Excerto citado:

E como foi possível chegar a uma conclusão tão concreta? “Precisaríamos de ter uma documentação de arquivo que o pudesse dizer. São muito escassas as informações certificadas por documentos de arquivo que temos acerca de Camões — o que acontece para muitos outros escritores do seu tempo”, explicou a também comissária para os 500 anos de Camões. Mas não foram apenas estes registos: neste caso, os astros ajudaram também eles a reunir pistas importantes para a investigação. “Neste caso, trata-se de elaborar uma leitura interdisciplinar de um soneto escrito por Camões em que se fala de um eclipse. Esta leitura será repartida por cientistas que, estudando as tábuas dos astros, identificaram o dia em que ocorreu o eclipse do sol. E consideram a hipótese de a partir desse soneto, que fala do dia em que Camões nasceu, identificar, então, esse dia no calendário. Na medida em que foi nesse mesmo dia que ocorreu, em 1524, um eclipse de sol.”

Os cientistas leram o soneto, estudaram os astros e apontam o dia em que ocorreu o eclipse solar. “No entanto”, sublinha a professora Rita Marnoto, “neste diálogo entre Ciência e Literatura, há pistas e leituras a desenvolver. O ser humano tem uma tendência fortíssima para atribuir aos fenómenos da Ciência um outro significado. É quase uma necessidade antropológica de compreender o mundo nos seus aspetos mais enigmáticos, às vezes mais curiosos, mais encorajadores, às vezes mais terríveis. E o fenómeno do eclipse anda, na esmagadora maioria dos casos, associado a atos funestos, infelizes”.

O dia em que eu nasci, morra e pereça

Não o queira jamais o tempo dar,

Não torne mais ao mundo e, se tornar,

eclipse nesse passo o sol padeça.

A luz lhe falte, o sol se lhe escureça,

Mostre o mundo sinais de se acabar,

Nasçam-lhe monstros, sangue chova o ar,

A mãe ao próprio filho não conheça.

As pessoas pasmadas, de ignorantes,

As lágrimas no rosto, a cor perdida,

Cuidem que o mundo já se destruiu.

Ó gente temerosa, não te espantes,

Que este dia deitou ao mundo a vida

Mais desaventurada que se viu!

(versão do soneto de acordo com a leitura de Rita Marnoto)

O que Camões faz neste soneto, “em que deplora a sua sorte”, é dizer que “o dia em que ele nasceu foi tão funesto que isso foi assinalado por um eclipse”, explica a professora catedrática de Coimbra, não deixando de referir que esta é apenas uma interpretação das palavras de Camões: “Isto é um facto interpretativo. Camões está a escrever um soneto e, portanto, o seu mundo é o da ficção. Este eclipse é um símbolo. O ser humano tem, de facto, tendência para atribuir os fenómenos estudados pela Ciência um outro significado.  Camões faz coincidir o dia em que nasceu com uma série de fenómenos que são sinais de desgraça para simbolizar a infelicidade da sua vida.”

Dados armazenados:
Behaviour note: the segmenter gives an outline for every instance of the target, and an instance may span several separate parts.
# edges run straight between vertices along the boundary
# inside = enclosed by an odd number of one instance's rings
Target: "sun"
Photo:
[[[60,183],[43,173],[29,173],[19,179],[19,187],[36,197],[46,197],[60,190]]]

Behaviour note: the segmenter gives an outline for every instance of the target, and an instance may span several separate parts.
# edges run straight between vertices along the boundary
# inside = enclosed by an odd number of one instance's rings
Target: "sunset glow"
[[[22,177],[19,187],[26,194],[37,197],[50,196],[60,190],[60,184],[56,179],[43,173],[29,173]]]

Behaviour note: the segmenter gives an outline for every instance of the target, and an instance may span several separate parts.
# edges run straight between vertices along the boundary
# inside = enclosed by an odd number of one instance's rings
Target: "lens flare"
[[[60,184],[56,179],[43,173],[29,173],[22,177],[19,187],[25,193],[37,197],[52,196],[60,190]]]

--

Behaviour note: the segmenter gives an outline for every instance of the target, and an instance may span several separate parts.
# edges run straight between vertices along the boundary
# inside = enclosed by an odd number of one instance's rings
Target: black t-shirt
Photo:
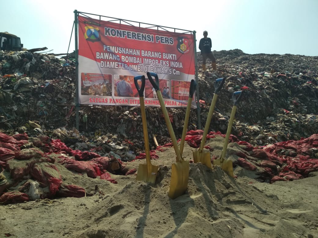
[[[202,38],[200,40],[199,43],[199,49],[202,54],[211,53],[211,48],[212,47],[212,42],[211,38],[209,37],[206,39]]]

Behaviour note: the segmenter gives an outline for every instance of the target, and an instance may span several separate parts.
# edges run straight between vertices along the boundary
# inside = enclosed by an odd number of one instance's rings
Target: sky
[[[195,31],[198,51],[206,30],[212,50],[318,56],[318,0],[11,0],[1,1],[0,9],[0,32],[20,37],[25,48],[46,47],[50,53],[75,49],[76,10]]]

---

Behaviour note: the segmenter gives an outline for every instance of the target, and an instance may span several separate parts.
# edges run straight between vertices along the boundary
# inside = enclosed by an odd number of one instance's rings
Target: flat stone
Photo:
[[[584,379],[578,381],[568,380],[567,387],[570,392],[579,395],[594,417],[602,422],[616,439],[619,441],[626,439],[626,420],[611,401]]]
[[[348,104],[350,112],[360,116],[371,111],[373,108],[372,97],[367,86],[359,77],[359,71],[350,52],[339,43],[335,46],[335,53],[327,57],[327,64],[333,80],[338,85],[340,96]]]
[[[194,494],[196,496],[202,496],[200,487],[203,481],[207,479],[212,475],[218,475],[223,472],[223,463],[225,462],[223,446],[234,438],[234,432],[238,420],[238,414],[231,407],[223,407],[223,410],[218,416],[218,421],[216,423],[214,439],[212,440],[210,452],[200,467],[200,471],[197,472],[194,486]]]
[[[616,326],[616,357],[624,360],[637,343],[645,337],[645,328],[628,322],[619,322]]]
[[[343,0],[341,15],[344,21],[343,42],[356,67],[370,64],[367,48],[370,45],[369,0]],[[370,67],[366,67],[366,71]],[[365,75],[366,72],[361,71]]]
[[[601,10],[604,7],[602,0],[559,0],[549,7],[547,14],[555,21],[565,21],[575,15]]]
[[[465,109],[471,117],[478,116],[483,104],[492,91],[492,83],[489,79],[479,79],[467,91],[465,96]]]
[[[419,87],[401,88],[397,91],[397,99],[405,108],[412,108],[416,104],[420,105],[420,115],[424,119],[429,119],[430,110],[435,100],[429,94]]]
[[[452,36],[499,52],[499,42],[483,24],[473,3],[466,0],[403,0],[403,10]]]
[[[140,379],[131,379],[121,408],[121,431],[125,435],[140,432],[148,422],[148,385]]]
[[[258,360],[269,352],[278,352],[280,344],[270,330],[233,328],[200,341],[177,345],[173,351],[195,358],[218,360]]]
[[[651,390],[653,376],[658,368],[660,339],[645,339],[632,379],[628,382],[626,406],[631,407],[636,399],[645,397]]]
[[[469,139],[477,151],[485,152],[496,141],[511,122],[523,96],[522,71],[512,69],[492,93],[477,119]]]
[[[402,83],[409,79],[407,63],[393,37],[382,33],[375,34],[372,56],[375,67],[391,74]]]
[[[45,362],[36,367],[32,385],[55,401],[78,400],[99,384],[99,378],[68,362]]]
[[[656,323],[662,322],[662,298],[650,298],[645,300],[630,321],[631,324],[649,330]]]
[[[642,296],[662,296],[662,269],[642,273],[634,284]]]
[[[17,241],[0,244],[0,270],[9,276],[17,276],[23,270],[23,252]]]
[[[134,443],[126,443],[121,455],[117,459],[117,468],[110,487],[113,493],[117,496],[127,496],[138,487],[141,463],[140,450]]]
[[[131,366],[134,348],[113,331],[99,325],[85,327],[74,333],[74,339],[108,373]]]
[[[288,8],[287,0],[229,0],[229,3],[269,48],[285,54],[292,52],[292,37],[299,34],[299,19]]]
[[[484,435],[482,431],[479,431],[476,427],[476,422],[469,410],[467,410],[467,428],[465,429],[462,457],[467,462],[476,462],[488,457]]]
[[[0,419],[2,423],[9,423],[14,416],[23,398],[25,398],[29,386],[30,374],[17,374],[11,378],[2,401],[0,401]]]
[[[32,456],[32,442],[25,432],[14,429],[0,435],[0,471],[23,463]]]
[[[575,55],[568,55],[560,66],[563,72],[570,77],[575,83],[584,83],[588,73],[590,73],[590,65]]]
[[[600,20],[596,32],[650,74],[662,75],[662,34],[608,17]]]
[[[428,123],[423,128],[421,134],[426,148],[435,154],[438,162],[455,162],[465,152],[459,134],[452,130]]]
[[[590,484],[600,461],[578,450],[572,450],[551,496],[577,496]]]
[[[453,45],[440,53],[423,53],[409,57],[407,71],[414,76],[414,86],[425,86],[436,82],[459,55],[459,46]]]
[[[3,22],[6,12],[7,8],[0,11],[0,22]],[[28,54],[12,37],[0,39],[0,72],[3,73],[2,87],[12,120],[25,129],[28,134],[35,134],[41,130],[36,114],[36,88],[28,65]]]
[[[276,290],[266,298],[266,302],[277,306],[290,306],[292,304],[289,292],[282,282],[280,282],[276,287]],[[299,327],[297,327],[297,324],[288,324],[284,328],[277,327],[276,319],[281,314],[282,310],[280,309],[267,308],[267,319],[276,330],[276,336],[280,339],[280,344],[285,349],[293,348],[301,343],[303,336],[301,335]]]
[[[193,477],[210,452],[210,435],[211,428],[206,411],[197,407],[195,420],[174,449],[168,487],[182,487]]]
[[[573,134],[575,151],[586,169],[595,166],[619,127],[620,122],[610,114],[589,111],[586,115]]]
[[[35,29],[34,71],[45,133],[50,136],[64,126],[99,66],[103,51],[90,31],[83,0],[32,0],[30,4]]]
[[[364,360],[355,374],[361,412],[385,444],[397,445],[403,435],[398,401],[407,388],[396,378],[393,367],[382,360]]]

Tarefas do exercício:
A) Segundo o excerto citado, em que ano ocorreu o eclipse de sol associado ao nascimento de Camões?
B) Por favor, atualize o trecho do excerto citado de “Mostre o mundo” a “já se destruiu.”, escrevendo-o de novo com “fogo” no lugar de “sangue”.

Soluções:
A) Em 1524.

B)
Mostre o mundo sinais de se acabar,

Nasçam-lhe monstros, fogo chova o ar,

A mãe ao próprio filho não conheça.

As pessoas pasmadas, de ignorantes,

As lágrimas no rosto, a cor perdida,

Cuidem que o mundo já se destruiu.